Pettingill notes that DHIs
have significantly improved success rates in frontier basins, but also notes
that they are not in themselves a shortcut to success. They must be used along
with geological interpretation.
“Typical frontier wildcat success rates are 25 percent
without DHIs, and 50 percent and upward with DHIs. In some plays it can be 80
percent.”
DHIs are also being explored for
carbonate reservoirs. Pettingill’s colleague, Rocky Rosen, noted that there are
three areas where DHIs are showing future promise:
· Ocean
bottom node seismic: “It’s very expensive but for imaging-challenged plays like
sub salt, there is nothing better, and the results keep getting better,” said
Roden.
· Full
waveform inversion seismic processing, including elastic FWI (eFWI): “Again,
it’s all about better imaging, and the advancements have been incredible,” he
said.

- _REQUIREMENT 1_
Can you turn the paragraph of the passage on DHIs that begins "Pettingill notes that DHIs" into a short bulleted list that keeps its main facts?
- _REQUIREMENT 2_
Extract the part of the passage on DHIs from "Pettingill notes that" up to and including "with geological interpretation.", copying it word for word.

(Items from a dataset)
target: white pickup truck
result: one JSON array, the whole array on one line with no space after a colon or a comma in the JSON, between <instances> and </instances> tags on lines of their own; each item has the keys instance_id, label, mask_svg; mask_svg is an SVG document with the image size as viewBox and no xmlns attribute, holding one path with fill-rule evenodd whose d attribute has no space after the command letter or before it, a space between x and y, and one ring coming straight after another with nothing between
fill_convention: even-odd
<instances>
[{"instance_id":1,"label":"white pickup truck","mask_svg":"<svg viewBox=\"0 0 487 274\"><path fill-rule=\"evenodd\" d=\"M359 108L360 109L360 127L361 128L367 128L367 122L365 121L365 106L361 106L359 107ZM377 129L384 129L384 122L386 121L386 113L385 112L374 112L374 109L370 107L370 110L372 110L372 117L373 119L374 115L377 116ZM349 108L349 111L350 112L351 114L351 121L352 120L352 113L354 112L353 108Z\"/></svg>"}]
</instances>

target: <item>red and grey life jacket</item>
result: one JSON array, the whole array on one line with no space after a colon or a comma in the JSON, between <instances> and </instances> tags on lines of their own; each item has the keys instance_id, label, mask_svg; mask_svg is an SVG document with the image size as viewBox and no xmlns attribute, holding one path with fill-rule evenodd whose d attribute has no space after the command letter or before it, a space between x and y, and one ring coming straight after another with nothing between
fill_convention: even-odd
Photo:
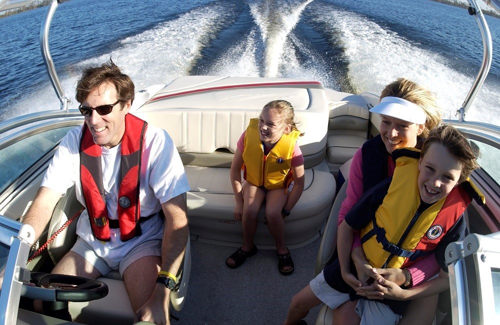
<instances>
[{"instance_id":1,"label":"red and grey life jacket","mask_svg":"<svg viewBox=\"0 0 500 325\"><path fill-rule=\"evenodd\" d=\"M122 139L118 225L122 241L140 236L139 185L140 161L148 123L130 114L125 116L125 133ZM102 183L101 146L94 142L84 123L80 143L80 180L92 232L96 238L109 241L110 228L118 228L108 216Z\"/></svg>"}]
</instances>

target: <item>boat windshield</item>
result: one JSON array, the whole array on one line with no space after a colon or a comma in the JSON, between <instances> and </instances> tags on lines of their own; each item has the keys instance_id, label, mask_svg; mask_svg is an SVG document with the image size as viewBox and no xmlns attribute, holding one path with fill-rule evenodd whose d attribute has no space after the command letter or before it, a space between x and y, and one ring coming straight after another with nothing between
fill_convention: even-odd
<instances>
[{"instance_id":1,"label":"boat windshield","mask_svg":"<svg viewBox=\"0 0 500 325\"><path fill-rule=\"evenodd\" d=\"M74 126L49 130L34 134L0 150L0 193L25 171L52 151ZM16 162L15 164L12 163Z\"/></svg>"}]
</instances>

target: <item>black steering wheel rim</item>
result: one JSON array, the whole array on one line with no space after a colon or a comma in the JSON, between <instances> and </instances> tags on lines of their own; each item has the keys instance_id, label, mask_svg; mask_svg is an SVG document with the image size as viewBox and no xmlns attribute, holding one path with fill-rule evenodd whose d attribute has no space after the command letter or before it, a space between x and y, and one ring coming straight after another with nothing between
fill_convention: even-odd
<instances>
[{"instance_id":1,"label":"black steering wheel rim","mask_svg":"<svg viewBox=\"0 0 500 325\"><path fill-rule=\"evenodd\" d=\"M102 281L62 274L32 272L31 282L37 287L54 290L57 302L89 302L108 295L108 285Z\"/></svg>"}]
</instances>

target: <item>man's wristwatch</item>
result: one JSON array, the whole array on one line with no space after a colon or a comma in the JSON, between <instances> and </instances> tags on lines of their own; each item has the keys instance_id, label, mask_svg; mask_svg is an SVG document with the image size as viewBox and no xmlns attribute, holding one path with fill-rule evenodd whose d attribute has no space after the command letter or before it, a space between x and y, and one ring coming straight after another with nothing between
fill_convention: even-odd
<instances>
[{"instance_id":1,"label":"man's wristwatch","mask_svg":"<svg viewBox=\"0 0 500 325\"><path fill-rule=\"evenodd\" d=\"M408 269L403 269L403 274L404 275L404 283L401 286L401 288L407 289L412 284L412 274Z\"/></svg>"},{"instance_id":2,"label":"man's wristwatch","mask_svg":"<svg viewBox=\"0 0 500 325\"><path fill-rule=\"evenodd\" d=\"M285 217L288 217L290 215L290 210L286 210L284 208L283 210L282 210L282 213L283 215Z\"/></svg>"},{"instance_id":3,"label":"man's wristwatch","mask_svg":"<svg viewBox=\"0 0 500 325\"><path fill-rule=\"evenodd\" d=\"M158 277L156 278L156 283L164 285L170 290L176 287L176 281L170 277Z\"/></svg>"}]
</instances>

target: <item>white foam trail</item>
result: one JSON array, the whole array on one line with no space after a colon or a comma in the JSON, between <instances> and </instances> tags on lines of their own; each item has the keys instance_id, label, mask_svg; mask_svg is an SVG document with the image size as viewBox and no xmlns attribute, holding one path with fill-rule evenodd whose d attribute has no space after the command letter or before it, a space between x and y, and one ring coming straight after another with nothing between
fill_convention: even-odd
<instances>
[{"instance_id":1,"label":"white foam trail","mask_svg":"<svg viewBox=\"0 0 500 325\"><path fill-rule=\"evenodd\" d=\"M277 76L286 36L298 21L302 11L312 0L306 0L296 6L287 2L280 3L267 0L250 4L265 46L264 76Z\"/></svg>"},{"instance_id":2,"label":"white foam trail","mask_svg":"<svg viewBox=\"0 0 500 325\"><path fill-rule=\"evenodd\" d=\"M66 95L74 98L76 81L82 68L101 64L110 57L130 76L136 90L154 84L167 83L178 77L188 75L200 58L202 49L216 34L228 14L221 5L200 7L124 38L116 49L82 61L71 67L71 71L65 71L64 75L60 74ZM78 103L74 103L70 108L76 108L77 106ZM16 100L6 110L10 114L18 115L59 107L52 86L46 84Z\"/></svg>"},{"instance_id":3,"label":"white foam trail","mask_svg":"<svg viewBox=\"0 0 500 325\"><path fill-rule=\"evenodd\" d=\"M210 67L208 74L231 77L260 76L256 58L256 29L253 28L248 37L220 55Z\"/></svg>"},{"instance_id":4,"label":"white foam trail","mask_svg":"<svg viewBox=\"0 0 500 325\"><path fill-rule=\"evenodd\" d=\"M456 119L473 79L446 66L438 54L418 48L376 23L352 12L332 8L316 17L345 49L348 77L358 92L380 93L388 83L404 77L434 92L444 118ZM497 124L500 92L488 82L476 96L466 119Z\"/></svg>"}]
</instances>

- _CORRECT RESPONSE 1_
- Pettingill notes that DHIs have significantly improved success rates in frontier basins.
- DHIs are not in themselves a shortcut to success.
- They must be used along with geological interpretation.

- _CORRECT RESPONSE 2_
Pettingill notes that DHIs
have significantly improved success rates in frontier basins, but also notes
that they are not in themselves a shortcut to success. They must be used along
with geological interpretation.